Written request:
Print these lines word for word, starting at the line that contains "I would appreciate it if you could identify the czech" and stopping after the line that contains "Query: czech flag emblem on shirt".

Exercise inputs:
________

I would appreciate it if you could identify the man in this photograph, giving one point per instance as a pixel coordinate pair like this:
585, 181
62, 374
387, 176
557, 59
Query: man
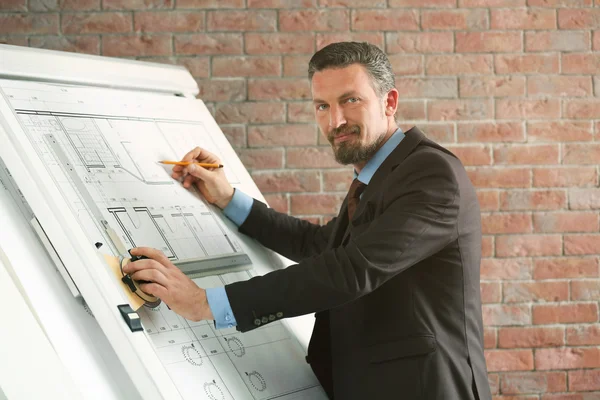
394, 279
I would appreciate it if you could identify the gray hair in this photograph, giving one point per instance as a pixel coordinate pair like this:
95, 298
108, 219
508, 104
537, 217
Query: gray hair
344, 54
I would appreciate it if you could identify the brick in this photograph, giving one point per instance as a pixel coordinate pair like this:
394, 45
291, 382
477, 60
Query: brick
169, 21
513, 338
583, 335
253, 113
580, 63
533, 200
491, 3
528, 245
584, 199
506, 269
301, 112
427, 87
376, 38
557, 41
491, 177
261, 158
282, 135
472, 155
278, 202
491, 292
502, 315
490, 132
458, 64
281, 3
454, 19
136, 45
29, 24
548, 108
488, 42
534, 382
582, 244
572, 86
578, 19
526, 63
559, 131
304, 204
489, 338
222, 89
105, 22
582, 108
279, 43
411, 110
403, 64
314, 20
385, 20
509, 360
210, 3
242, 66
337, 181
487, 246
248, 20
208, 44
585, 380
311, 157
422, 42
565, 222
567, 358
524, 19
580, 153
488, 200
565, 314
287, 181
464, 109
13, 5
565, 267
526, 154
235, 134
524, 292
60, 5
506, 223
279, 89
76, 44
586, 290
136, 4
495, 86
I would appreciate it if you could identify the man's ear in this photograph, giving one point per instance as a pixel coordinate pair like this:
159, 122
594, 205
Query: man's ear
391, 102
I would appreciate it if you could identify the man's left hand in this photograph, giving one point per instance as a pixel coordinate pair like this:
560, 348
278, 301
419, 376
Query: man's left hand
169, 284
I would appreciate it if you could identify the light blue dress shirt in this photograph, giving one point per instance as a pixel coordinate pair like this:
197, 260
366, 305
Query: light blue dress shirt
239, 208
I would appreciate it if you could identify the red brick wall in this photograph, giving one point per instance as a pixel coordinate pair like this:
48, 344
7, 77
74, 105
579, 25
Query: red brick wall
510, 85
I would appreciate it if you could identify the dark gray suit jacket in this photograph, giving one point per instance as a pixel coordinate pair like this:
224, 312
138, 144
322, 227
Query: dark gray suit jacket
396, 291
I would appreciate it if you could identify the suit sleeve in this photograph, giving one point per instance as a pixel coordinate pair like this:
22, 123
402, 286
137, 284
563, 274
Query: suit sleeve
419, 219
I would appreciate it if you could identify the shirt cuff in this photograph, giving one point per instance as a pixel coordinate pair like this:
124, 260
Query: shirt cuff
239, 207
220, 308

________

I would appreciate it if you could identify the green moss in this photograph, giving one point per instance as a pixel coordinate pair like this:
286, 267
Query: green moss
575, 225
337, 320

________

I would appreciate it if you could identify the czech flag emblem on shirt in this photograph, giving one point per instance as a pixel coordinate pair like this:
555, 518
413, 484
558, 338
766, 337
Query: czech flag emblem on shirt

________

Solution to the exercise:
I would appreciate it if you could identify the czech flag emblem on shirt in this photograph, giving one point per instance as a pixel coordinate pair like this:
555, 518
413, 484
558, 338
766, 337
Query: czech flag emblem on shirt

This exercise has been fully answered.